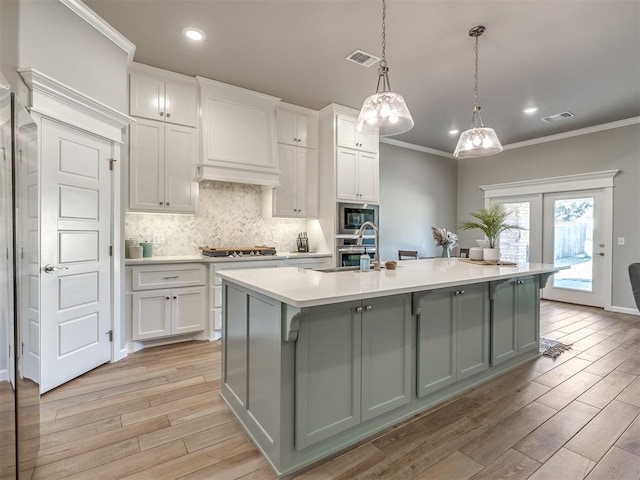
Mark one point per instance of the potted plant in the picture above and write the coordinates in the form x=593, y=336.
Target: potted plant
x=492, y=222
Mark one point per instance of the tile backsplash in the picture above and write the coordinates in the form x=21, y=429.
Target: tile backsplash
x=229, y=214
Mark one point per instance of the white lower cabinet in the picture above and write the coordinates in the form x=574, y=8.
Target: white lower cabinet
x=352, y=363
x=167, y=300
x=159, y=313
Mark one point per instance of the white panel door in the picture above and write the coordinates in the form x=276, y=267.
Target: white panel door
x=27, y=239
x=368, y=177
x=188, y=310
x=347, y=175
x=146, y=166
x=76, y=233
x=179, y=169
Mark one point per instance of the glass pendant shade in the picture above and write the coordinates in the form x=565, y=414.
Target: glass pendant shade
x=478, y=141
x=385, y=110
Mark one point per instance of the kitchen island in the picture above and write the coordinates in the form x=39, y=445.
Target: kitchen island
x=314, y=362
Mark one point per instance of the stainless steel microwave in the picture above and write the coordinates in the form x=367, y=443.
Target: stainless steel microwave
x=352, y=215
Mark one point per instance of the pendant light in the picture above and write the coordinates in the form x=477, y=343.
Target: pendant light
x=385, y=110
x=479, y=141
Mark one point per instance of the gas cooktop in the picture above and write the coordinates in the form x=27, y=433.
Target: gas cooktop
x=238, y=251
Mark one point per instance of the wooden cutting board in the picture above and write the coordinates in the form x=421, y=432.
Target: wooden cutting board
x=485, y=262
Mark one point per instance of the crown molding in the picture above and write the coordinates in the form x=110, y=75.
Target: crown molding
x=57, y=100
x=97, y=22
x=526, y=143
x=574, y=133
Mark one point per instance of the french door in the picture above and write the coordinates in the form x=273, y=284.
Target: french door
x=574, y=236
x=567, y=229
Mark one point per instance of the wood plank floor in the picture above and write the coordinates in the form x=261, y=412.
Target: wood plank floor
x=157, y=415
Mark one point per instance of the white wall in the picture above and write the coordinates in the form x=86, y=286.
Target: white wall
x=417, y=192
x=58, y=43
x=607, y=150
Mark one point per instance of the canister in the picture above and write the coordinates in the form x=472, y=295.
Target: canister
x=475, y=253
x=135, y=251
x=129, y=243
x=147, y=249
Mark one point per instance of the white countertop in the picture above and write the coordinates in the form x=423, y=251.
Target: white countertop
x=203, y=259
x=307, y=288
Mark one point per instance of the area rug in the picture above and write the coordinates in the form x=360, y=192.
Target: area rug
x=553, y=348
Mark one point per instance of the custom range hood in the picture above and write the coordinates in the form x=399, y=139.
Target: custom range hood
x=238, y=135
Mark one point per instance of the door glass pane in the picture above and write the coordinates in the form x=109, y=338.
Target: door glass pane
x=514, y=244
x=573, y=243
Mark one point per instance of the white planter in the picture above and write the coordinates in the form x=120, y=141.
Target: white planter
x=491, y=255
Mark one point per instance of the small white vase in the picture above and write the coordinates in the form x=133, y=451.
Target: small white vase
x=491, y=255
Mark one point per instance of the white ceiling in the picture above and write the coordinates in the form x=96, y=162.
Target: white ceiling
x=576, y=55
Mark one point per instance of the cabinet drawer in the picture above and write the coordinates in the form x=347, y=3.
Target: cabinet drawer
x=162, y=276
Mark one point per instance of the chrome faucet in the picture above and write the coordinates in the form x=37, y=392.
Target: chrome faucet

= = =

## PROBLEM DETAILS
Give the complete material again, exactly as written. Do not include the pictures.

## EXPECTED OUTPUT
Mark one point per instance of the potted plant in the picture above and write the coordinates in the form x=593, y=336.
Target: potted plant
x=492, y=222
Mark one point per instance of the tile backsplash in the picture above and write the coordinates in the form x=21, y=429.
Target: tile backsplash
x=229, y=214
Mark one point per instance of the white lower cabinet in the picture above and write the coordinates in the form x=574, y=8.
Target: white lower cabinet
x=352, y=363
x=167, y=300
x=159, y=313
Mark one point per instance of the white panel door in the picture above and write the coordinates in the form x=276, y=267.
Target: white panel door
x=27, y=239
x=368, y=177
x=188, y=310
x=347, y=175
x=146, y=166
x=76, y=233
x=179, y=169
Mark one point per instance of the glass pendant shade in the picture above and write the coordinates in the form x=565, y=414.
Target: glass pendant shade
x=478, y=141
x=385, y=110
Mark one point per instance of the kitchen island in the picture above and write the coordinates in the form x=39, y=445.
Target: kitchen island
x=314, y=362
Mark one point per instance of the stainless steel microwave in the picture above and write the coordinates in the form x=367, y=443.
Target: stainless steel microwave
x=352, y=215
Mark one point per instance of the pendant light in the picture above and write the coordinates in the form x=477, y=343.
Target: pendant light
x=385, y=110
x=479, y=141
Mark one point per instance of the gas cooktop in the picture above and write the coordinates in the form x=27, y=433.
Target: gas cooktop
x=238, y=251
Mark one point per instance of the wooden cutting board in the picture above and write the coordinates in the form x=421, y=432.
Target: wooden cutting board
x=485, y=262
Mark one point per instance of the crown molding in the picture above and write the coordinates in the form x=110, y=75.
Target: crown molding
x=57, y=100
x=97, y=22
x=526, y=143
x=574, y=133
Mark one point per instance of the french door in the picture above and write the coordinates in the form x=273, y=284.
Target: french door
x=574, y=236
x=567, y=229
Mark one point per instance of the wood plank floor in the picture above and write the coordinates in the form x=261, y=412.
Target: wood plank floor
x=157, y=415
Mark one point per instance of the white wall in the picture above and write the coordinates in the form x=86, y=286.
Target: white wall
x=417, y=192
x=58, y=43
x=607, y=150
Mark one point per instance of the canister in the picture above and write the coordinates in the form x=472, y=295.
Target: canister
x=475, y=253
x=135, y=251
x=129, y=243
x=147, y=249
Mark one point per instance of the white countertop in the picture above and write the coordinates in the form x=423, y=251.
Target: white countertop
x=203, y=259
x=307, y=288
Mark one point per instance of the area rug in the picture above and write the coordinates in the form x=360, y=192.
Target: area rug
x=553, y=348
Mark one point per instance of the custom range hood in the picture above and write the coordinates in the form x=399, y=139.
Target: custom range hood
x=238, y=135
Mark one point per instance of the door glass pane in the picture above and write the coordinates in the form x=109, y=338.
Target: door glass pane
x=514, y=244
x=573, y=243
Mark one point per instance of the white planter in the picture above and write the coordinates in the form x=120, y=141.
Target: white planter
x=491, y=255
Mark one point per instance of the small white vase in the picture above and write the coordinates in the form x=133, y=451.
Target: small white vase
x=491, y=255
Mark one point per instance of the white ceiling in the picture above and write the coordinates in the form x=96, y=162.
Target: white ceiling
x=576, y=55
Mark one point per instance of the cabinet drawer in the picture above and write the coordinates in the form x=347, y=3.
Target: cabinet drawer
x=162, y=276
Mark one point per instance of the chrome faucet in the picture above and write the coordinates in the form x=37, y=392.
Target: chrome faucet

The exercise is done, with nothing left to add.